THE DATA START

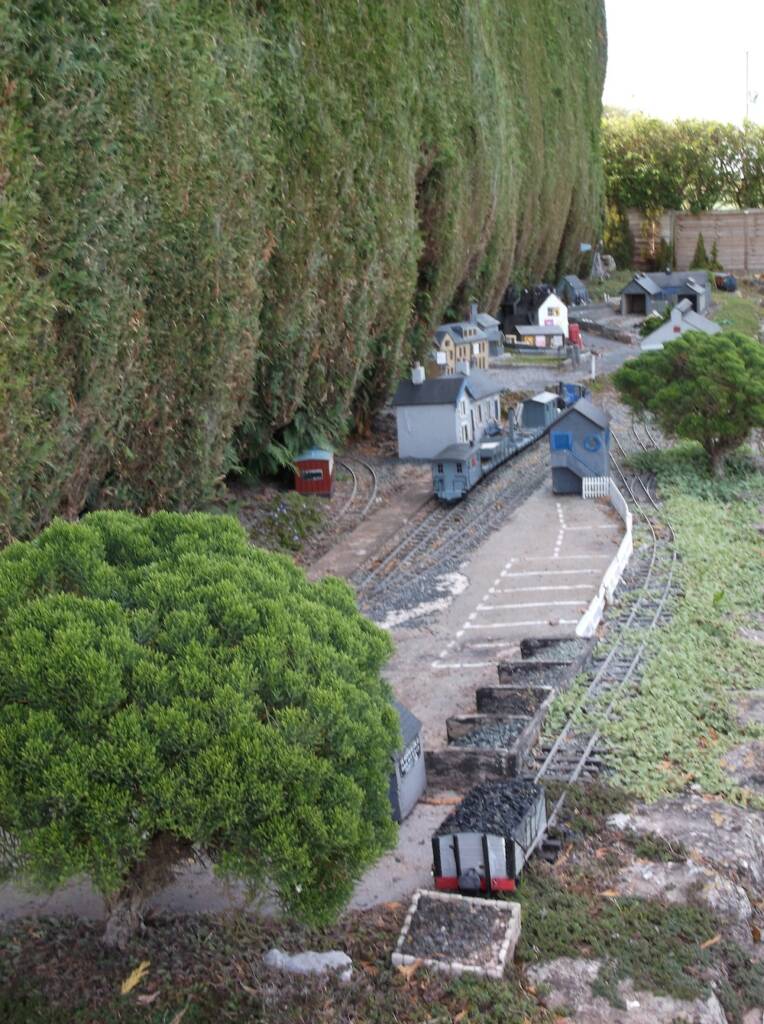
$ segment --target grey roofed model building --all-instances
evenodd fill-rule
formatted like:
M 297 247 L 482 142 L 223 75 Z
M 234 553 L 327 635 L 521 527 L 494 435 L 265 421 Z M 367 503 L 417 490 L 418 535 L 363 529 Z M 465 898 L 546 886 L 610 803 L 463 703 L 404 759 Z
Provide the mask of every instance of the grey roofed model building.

THE DATA END

What must be returned is the line with "M 234 553 L" plus every line after it to the end of the entries, exactly as they appear.

PROBLEM SOLUTION:
M 234 553 L 327 635 L 521 527 L 494 435 L 265 421 Z M 367 503 L 417 490 L 418 535 L 363 529 Z M 465 898 L 546 886 L 610 803 L 463 703 L 404 759 Z
Provide the mask of every instance of the grey roofed model building.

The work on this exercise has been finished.